+++ SUPPLIED TEXT

A small business is something of a microcosm of the standards set by large corporations. Where they would have a finance department, most of your finances can be run by a single CFO. Where a big corporation might have a small army of inventory staff and equipment, most small businesses do just fine with a few team members and a back room or two full of shelves. However, in some ways large and small businesses have exactly the same needs. You both need a website, a mobile platform, marketing, customer service, and most of all, you both lose money when the doors close. 


Downtime is one of the major enemies of any business and it can be caused by anything from internet interruption to world-class storms resulting anywhere from hours to indefinite delay. Normally, downtime is measured in the dollars you lose when not open for business which would make business continuity plans seem a lot more important for big business. But can your small business really afford a week-long power outage? Would your business be guaranteed to survive if you lost access to your current building? Business continuity plans aren't just for big businesses, your small business might need one even more.


What is a Business Continuity Plan?

++++++
+++ LISTED ENTRIES

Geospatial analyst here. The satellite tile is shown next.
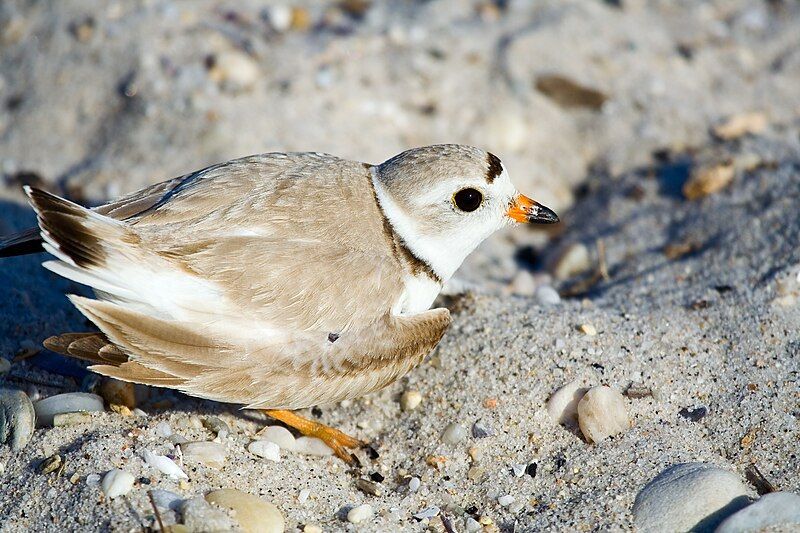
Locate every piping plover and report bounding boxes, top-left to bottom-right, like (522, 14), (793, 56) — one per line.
(0, 145), (558, 461)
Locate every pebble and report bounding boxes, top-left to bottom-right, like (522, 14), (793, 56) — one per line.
(206, 489), (286, 533)
(143, 450), (189, 479)
(633, 463), (749, 532)
(547, 379), (589, 424)
(33, 392), (104, 427)
(414, 505), (440, 520)
(101, 468), (136, 499)
(0, 389), (36, 451)
(99, 378), (136, 409)
(53, 411), (92, 427)
(442, 422), (467, 444)
(578, 386), (631, 442)
(180, 496), (235, 531)
(533, 285), (561, 305)
(400, 389), (422, 411)
(180, 441), (226, 470)
(714, 492), (800, 533)
(552, 242), (592, 280)
(497, 494), (517, 507)
(356, 478), (383, 496)
(247, 440), (281, 463)
(150, 489), (183, 511)
(347, 503), (372, 524)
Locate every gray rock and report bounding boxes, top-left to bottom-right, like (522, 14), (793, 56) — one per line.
(33, 392), (104, 427)
(714, 492), (800, 533)
(633, 463), (750, 533)
(0, 389), (36, 450)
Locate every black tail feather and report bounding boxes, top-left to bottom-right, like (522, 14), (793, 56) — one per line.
(0, 228), (44, 257)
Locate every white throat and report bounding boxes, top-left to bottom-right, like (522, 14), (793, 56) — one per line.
(370, 167), (482, 282)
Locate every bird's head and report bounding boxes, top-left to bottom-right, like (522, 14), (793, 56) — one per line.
(372, 145), (558, 279)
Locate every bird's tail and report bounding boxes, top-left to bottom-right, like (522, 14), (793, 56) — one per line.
(0, 228), (44, 257)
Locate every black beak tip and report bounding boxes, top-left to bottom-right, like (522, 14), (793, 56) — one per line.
(530, 205), (560, 224)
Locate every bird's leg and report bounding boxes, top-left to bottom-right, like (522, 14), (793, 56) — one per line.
(264, 409), (364, 464)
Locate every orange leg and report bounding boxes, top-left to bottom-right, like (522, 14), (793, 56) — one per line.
(264, 409), (364, 464)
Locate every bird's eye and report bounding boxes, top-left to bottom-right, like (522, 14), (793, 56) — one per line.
(453, 188), (483, 213)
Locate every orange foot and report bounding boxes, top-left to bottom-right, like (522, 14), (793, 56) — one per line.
(264, 409), (365, 465)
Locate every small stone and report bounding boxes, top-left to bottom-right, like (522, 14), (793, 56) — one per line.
(472, 420), (495, 439)
(714, 492), (800, 533)
(442, 422), (467, 444)
(400, 389), (422, 411)
(713, 111), (769, 141)
(552, 243), (592, 280)
(578, 386), (631, 442)
(547, 379), (589, 424)
(180, 496), (235, 531)
(414, 505), (440, 520)
(533, 285), (561, 305)
(356, 478), (383, 496)
(100, 378), (136, 409)
(203, 416), (231, 437)
(206, 489), (285, 533)
(633, 463), (749, 532)
(497, 494), (517, 507)
(247, 440), (281, 463)
(33, 392), (104, 427)
(101, 468), (136, 499)
(0, 389), (36, 451)
(294, 437), (333, 457)
(258, 426), (296, 451)
(150, 489), (183, 511)
(180, 441), (226, 470)
(53, 411), (92, 427)
(347, 503), (372, 524)
(143, 450), (189, 479)
(683, 162), (736, 200)
(209, 50), (261, 92)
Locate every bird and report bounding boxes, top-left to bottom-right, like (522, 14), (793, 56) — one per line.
(0, 144), (558, 463)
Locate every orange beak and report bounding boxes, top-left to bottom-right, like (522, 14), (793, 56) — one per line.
(506, 194), (558, 224)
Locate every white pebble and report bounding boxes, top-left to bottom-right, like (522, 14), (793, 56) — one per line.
(533, 285), (561, 305)
(143, 450), (189, 479)
(206, 489), (286, 533)
(101, 468), (136, 499)
(33, 392), (104, 427)
(400, 389), (422, 411)
(714, 492), (800, 533)
(633, 463), (749, 533)
(258, 426), (295, 451)
(497, 494), (517, 507)
(547, 380), (589, 424)
(180, 441), (226, 469)
(247, 440), (281, 463)
(578, 386), (631, 442)
(294, 437), (333, 456)
(347, 503), (372, 524)
(442, 422), (467, 444)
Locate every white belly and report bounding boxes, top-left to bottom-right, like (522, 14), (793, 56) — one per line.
(392, 274), (442, 315)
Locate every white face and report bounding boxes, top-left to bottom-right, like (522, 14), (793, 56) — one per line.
(376, 163), (518, 280)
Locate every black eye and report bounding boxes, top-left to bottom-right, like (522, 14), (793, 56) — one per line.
(453, 189), (483, 213)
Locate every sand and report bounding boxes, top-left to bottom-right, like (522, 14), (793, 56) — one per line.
(0, 1), (800, 531)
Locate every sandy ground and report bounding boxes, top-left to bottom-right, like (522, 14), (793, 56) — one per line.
(0, 1), (800, 531)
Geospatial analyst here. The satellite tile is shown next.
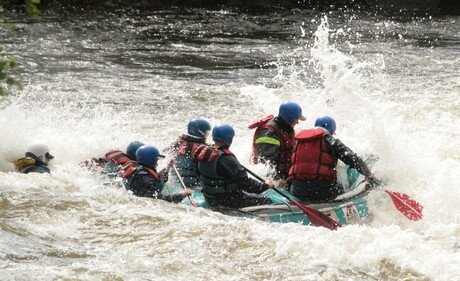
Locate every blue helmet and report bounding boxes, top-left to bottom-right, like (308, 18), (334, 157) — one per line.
(315, 116), (336, 135)
(126, 141), (144, 160)
(136, 145), (160, 167)
(278, 101), (306, 124)
(187, 118), (211, 138)
(212, 124), (235, 146)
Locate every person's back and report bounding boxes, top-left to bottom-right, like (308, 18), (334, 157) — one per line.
(169, 119), (211, 189)
(249, 102), (305, 179)
(289, 116), (373, 202)
(103, 141), (144, 178)
(121, 146), (191, 203)
(198, 125), (273, 208)
(13, 143), (54, 174)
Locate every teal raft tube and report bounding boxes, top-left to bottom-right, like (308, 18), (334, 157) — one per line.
(166, 165), (371, 225)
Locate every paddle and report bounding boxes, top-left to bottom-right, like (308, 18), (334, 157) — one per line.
(364, 181), (423, 221)
(243, 166), (342, 230)
(172, 165), (196, 207)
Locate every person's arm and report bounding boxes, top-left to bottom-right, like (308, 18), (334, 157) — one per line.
(324, 135), (372, 177)
(217, 155), (271, 193)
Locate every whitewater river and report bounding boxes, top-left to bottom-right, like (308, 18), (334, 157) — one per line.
(0, 6), (460, 281)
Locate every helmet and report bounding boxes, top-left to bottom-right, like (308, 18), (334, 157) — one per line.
(126, 141), (144, 159)
(315, 116), (336, 135)
(26, 143), (54, 162)
(212, 124), (235, 146)
(278, 101), (306, 124)
(187, 118), (211, 138)
(136, 145), (161, 167)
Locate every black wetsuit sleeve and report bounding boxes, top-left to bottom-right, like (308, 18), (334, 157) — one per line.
(324, 135), (371, 177)
(217, 154), (270, 193)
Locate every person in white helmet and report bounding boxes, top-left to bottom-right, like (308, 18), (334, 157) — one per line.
(13, 143), (54, 174)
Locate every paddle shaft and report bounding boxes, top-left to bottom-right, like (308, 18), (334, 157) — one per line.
(367, 180), (423, 221)
(172, 165), (196, 207)
(243, 166), (342, 230)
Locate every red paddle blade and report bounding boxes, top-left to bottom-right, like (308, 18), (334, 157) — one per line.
(289, 198), (342, 230)
(385, 190), (423, 221)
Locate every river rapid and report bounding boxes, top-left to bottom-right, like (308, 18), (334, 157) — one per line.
(0, 6), (460, 281)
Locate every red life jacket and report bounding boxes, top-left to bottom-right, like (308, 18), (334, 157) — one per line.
(248, 115), (294, 175)
(289, 128), (338, 180)
(105, 150), (131, 165)
(120, 160), (163, 180)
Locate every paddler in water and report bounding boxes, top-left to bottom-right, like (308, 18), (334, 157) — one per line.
(13, 143), (54, 174)
(248, 102), (306, 180)
(289, 116), (375, 202)
(167, 118), (211, 190)
(198, 124), (274, 208)
(83, 141), (144, 178)
(121, 145), (192, 203)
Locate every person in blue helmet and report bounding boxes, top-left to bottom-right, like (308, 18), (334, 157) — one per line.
(248, 102), (306, 180)
(13, 143), (54, 174)
(103, 141), (144, 178)
(83, 140), (144, 179)
(198, 124), (274, 208)
(121, 145), (192, 203)
(167, 118), (211, 190)
(289, 116), (375, 202)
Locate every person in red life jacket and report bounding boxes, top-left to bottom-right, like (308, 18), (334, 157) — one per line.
(198, 124), (274, 208)
(289, 116), (375, 202)
(121, 145), (192, 203)
(248, 102), (306, 179)
(167, 118), (212, 190)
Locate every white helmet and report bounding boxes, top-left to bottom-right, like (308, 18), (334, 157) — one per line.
(26, 143), (54, 162)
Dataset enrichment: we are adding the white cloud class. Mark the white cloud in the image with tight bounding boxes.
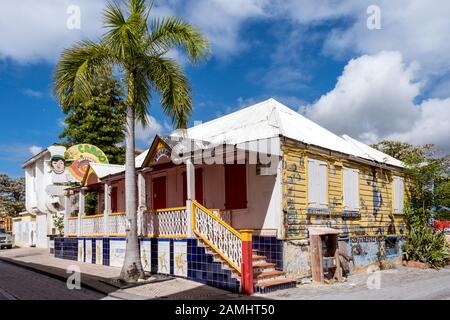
[22,88,42,98]
[0,0,104,63]
[136,115,164,148]
[300,52,450,151]
[325,0,450,75]
[28,146,44,156]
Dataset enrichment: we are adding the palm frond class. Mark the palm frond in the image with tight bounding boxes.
[53,41,112,112]
[144,56,192,128]
[146,17,211,64]
[103,1,141,60]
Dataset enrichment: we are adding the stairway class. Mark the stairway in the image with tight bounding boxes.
[198,240,297,293]
[253,250,297,293]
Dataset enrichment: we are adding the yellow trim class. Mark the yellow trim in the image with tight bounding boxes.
[108,212,127,216]
[81,214,103,219]
[146,234,187,239]
[240,229,253,241]
[109,233,127,238]
[192,200,242,273]
[144,207,186,213]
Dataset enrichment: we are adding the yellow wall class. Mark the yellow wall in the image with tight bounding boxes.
[282,144,405,239]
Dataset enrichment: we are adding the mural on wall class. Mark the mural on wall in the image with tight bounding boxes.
[173,240,187,277]
[158,239,170,274]
[109,239,126,268]
[95,239,103,264]
[140,239,152,272]
[78,239,84,262]
[84,239,92,263]
[64,144,109,181]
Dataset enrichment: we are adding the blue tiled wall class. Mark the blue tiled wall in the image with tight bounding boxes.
[253,236,283,270]
[55,238,240,292]
[187,239,240,292]
[55,238,78,260]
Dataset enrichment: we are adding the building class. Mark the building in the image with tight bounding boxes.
[55,99,406,293]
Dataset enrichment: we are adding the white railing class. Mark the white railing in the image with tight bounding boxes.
[210,209,232,226]
[143,207,187,238]
[108,212,127,236]
[192,201,242,272]
[65,217,78,236]
[81,214,105,236]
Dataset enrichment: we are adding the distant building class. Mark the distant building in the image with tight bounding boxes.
[56,99,406,292]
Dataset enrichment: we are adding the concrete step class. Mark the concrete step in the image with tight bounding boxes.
[253,270,284,280]
[254,278,297,293]
[252,254,267,263]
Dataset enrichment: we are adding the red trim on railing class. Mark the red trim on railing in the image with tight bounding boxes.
[240,230,253,295]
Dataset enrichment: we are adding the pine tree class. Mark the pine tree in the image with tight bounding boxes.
[59,78,125,164]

++++++

## EXERCISES TO COMPLETE
1. In the small-business continuity passage, how is downtime normally measured?
2. Condense the paragraph of the small-business continuity passage beginning "Downtime is one of the major enemies" into two or three sentences that keep its main facts.
3. For each statement, say whether it agrees with the small-business continuity passage, and quote the deciding words.
(a) Most of a small business's finances can be handled by a single CFO.
(b) Large and small businesses never share the same needs.
(c) Internet interruption is one possible cause of downtime.

## WRITTEN ANSWERS
1. It is measured in the dollars you lose when not open for business.

2. Downtime, caused by anything from internet interruption to major storms, can delay a business for hours or indefinitely, and it is usually measured in lost dollars, which makes continuity plans seem more important for big businesses. Yet a small business may not survive a week-long power outage or the loss of its building. Small businesses might need a business continuity plan even more than big ones.

3.
(a) Yes: "most of your finances can be run by a single CFO"
(b) No: "in some ways large and small businesses have exactly the same needs"
(c) Yes: "it can be caused by anything from internet interruption to world-class storms"